### EXERCISE
Look through the records below for the line with "For every instance of the person in black". Return that line and each one after it up to and including the line with "For every instance of the white car, put", exactly.
*** DATA SHOWN ***
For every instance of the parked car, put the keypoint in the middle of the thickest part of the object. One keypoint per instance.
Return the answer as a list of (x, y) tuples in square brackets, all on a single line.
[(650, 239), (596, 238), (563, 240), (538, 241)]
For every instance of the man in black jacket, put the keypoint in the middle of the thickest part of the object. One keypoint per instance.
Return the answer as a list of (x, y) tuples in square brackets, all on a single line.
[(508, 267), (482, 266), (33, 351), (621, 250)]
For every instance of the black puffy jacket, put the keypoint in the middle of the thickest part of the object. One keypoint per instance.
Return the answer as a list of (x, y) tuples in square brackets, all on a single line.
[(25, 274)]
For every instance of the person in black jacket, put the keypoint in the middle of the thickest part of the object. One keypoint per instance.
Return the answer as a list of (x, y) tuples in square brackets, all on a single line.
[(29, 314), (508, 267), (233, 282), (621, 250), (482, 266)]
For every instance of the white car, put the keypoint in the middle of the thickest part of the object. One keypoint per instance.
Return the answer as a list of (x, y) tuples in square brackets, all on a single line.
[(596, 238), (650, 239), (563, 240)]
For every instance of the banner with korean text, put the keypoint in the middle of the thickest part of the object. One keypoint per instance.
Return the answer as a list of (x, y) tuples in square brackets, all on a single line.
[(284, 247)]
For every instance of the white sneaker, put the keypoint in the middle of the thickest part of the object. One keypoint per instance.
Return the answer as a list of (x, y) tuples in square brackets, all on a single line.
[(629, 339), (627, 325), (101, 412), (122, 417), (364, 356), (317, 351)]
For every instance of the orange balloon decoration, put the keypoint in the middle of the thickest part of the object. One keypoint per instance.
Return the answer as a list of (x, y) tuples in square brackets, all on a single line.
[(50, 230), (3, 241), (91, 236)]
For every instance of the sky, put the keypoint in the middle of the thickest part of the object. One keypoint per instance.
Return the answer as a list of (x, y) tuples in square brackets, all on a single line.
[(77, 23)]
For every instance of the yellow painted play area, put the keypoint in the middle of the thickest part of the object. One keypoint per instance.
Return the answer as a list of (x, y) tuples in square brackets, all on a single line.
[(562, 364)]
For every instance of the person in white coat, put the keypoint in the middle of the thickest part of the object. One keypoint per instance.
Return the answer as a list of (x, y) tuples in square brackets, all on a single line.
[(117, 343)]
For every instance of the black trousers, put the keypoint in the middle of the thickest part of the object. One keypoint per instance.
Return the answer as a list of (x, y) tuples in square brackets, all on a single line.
*** End of DATA SHOWN ***
*** DATA SHOWN ***
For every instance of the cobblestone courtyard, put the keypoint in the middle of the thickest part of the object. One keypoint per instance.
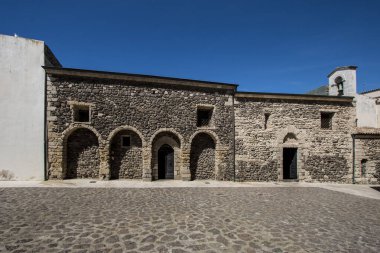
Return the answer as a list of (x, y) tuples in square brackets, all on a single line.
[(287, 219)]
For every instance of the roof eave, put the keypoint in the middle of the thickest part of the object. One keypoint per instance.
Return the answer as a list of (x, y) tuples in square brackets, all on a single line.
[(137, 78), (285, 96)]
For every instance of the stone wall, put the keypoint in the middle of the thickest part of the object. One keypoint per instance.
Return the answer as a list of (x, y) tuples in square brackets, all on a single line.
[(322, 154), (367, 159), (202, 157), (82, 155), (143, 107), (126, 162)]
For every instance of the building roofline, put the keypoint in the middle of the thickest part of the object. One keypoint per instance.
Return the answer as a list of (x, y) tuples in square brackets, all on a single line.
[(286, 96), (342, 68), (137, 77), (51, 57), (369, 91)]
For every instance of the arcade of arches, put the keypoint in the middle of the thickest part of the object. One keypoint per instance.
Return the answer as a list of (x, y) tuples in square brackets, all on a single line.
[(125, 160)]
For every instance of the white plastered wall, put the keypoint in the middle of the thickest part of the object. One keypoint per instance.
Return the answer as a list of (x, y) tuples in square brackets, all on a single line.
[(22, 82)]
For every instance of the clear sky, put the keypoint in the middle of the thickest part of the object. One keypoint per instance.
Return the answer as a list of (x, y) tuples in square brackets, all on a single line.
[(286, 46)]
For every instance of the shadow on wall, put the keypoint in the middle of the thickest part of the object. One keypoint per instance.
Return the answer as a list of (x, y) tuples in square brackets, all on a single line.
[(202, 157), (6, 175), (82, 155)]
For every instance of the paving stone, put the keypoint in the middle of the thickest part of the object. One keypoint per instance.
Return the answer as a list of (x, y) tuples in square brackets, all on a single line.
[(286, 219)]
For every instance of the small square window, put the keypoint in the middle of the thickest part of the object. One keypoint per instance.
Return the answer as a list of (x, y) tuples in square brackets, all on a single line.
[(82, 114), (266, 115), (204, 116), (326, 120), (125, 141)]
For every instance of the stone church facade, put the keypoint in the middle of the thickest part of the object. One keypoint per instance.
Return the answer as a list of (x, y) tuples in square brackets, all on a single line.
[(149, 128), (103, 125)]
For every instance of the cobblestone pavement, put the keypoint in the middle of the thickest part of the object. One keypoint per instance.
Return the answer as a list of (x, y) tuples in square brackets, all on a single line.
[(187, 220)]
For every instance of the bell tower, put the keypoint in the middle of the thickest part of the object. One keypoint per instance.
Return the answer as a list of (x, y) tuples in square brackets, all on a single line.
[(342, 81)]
*** End of DATA SHOWN ***
### EXERCISE ANSWER
For every instance of the person in black jacket, put the keypoint in the middle of the thickest part of the object. One keypoint per instance.
Return the answer as a list of (x, y) tuples in square brackets, all on a single line.
[(29, 314), (508, 267), (233, 282), (621, 250), (482, 266)]
For every instance of the white car, put the keypoint in the middle of the thickest part of the object. One keypoint per instance.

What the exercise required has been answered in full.